* **Selected excerpt**:
● ● ● ●
CovertLab / arrow

Stochastic simulations in python
MIT License
3 stars 1 forks source link

Negative counts from StochasticSystem #39

Open tahorst opened 5 years ago

tahorst commented 5 years ago

I've noticed that under certain conditions, StochasticSystem.evolve() can produce negative counts which should not be possible if I'm not mistaken. I've pushed a branch (neg-counts) which has a script to reproduce this behavior - python neg_counts.py should have the system evolve until negative counts are reached. There are also very few reactions occurring even with an extremely long time, which might be a related issue.

jmason42 commented 5 years ago

I haven't run the system but I did inspect the data file - guessing this is adapted from the complexation stoichiometry. Barring an implementation issue, I'd guess we're looking at a numerical problem, probably downstream of the fact that there are very large number of reactants in some reactions - for example, there's one where there are 130 reactants, 120 of which are the same species. Depending on the implementation, "n choose 120" could easily overflow (e.g. if you try to compute 120 factorial). Just a guess at this point, I'll try to take a look. Thanks for the example code.


Going to edit with findings until I have a better idea of what's happening. First clue here is that the 'time' is NaN immediately following the first step. So that should be caught and thrown early.

Additionally, the only reaction that occurs is the first reaction, over and over until the system fails.

Hmm, 'choose' seems OK. It spits out what look like reasonable numbers. They're strictly positive, which I think is because anything that would be zero gets filtered before the call to 'choose'.

Yes, so many of these reaction propensities are extreme. E.g. at the final step, the propensity for reaction 84 is 1.59e91 reactions per second. That's not even the largest, and there is at least one reaction with a NaN propensity. These problems exist from the first simulated step.

jmason42 commented 5 years ago

There are several issues coming together at once here: 1) Extreme numbers of reactants participating in reactions (several types, several copies of a single type). 2) Large numbers of molecules. 3) A single, large stochastic rate constant being utilized for every reaction.

So, effectively, you have several big numbers (sometimes very big) multiplied together, resulting in some NaNs. The exact consequence of these NaNs isn't really worth tracking down but you can imagine how NaN propagation throws a wrench into the Gillespie SSA update procedure.
● ● ● ●
* **Supplied material**:

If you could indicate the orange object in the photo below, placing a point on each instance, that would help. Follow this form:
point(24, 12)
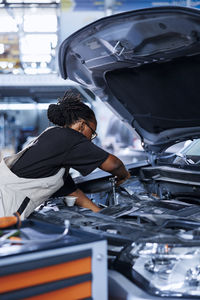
● ● ● ●
* **Stated problem 1**: Repeat everything in the StochasticSystem negative-counts thread from "Going to edit" down to "first simulated step.".
* **Stated problem 2**: Carry on writing the StochasticSystem negative-counts thread, starting after its final sentence.

* **Output 1**:
Going to edit with findings until I have a better idea of what's happening. First clue here is that the 'time' is NaN immediately following the first step. So that should be caught and thrown early.

Additionally, the only reaction that occurs is the first reaction, over and over until the system fails.

Hmm, 'choose' seems OK. It spits out what look like reasonable numbers. They're strictly positive, which I think is because anything that would be zero gets filtered before the call to 'choose'.

Yes, so many of these reaction propensities are extreme. E.g. at the final step, the propensity for reaction 84 is 1.59e91 reactions per second. That's not even the largest, and there is at least one reaction with a NaN propensity. These problems exist from the first simulated step.

* **Output 2**:
The remediation isn't clear. Obviously this package needs some error checking, but this is more of a GIGO issue. Ideally I'd recommend the following:

I don't see any other approach that wouldn't be inferior to simply reverting complexation to my old procedure.

prismofeverything commented 5 years ago

Interesting, so we have found the practical bounds of this algorithm. Thanks for the analysis @jmason42! From looking at it it seems

Having the code detect these conditions is desirable and can be added without too much trouble, but as @jmason42 points out does not solve the problem. Reducing the number of simultaneous reactions would do it ("dimerization" of the stoichiometry), and the stoichiometry could be decomposed internally to this library so as to be transparent to the end user. With that we would increase the effective bounds of when this algorithm is applicable to a problem, though how much would need to be tested.

prismofeverything commented 5 years ago

Expand all (n>2)-meric complexation reactions into dimeric reactions. This could and should be done computationally.

@jmason42 Did you have an implementation in mind here? The main choices I see are either a tree form where you split an aggregate reaction into successive "halves" and complexation works through recursive pairing, or the simple linear approach where you track each N-mer and apply one monomer at a time. The tree would be logarithmic in space if this needs to support reactions with 1000s of simultaneous reactants. Either way it could all be done in the python before passing the stoichiometry into the obsidian layer, and it would have to reassemble the original shape of the counts vector once it gets its results back from evolve.

jmason42 commented 5 years ago

Yes, I see this as an issue external to this library. My basic idea would be to totally reformulate the system such that the single-monomer-addition intermediates are real species, tracked by the simulation. This is fine in the small cases, e.g. A + B + C -> ABC would require introducing and tracking the AB, BC, and AC species (and replacing the modeled reaction with A + B -> AB, B + C -> BC, A + C -> AC, AB + C -> ABC, BC + A -> ABC, AC + B -> ABC).

Easy to expand this computationally but the number of possibilities grows catastrophically in many cases. I think a 10-mer is probably around the biggest reaction you'd be comfortable decomposing, hence my comment about disabling all the complexation that has no impact in the model. This still leaves important thing likes ribosomes, which have dozens of subunits.

So, running with the ribosome idea - your first option is to model their formation somewhere else, using something like the old complexation procedure. Reasonable if it's not likely to be important for the rest of the model, though unsatisfying because you start having several different realizations of similar physical processes.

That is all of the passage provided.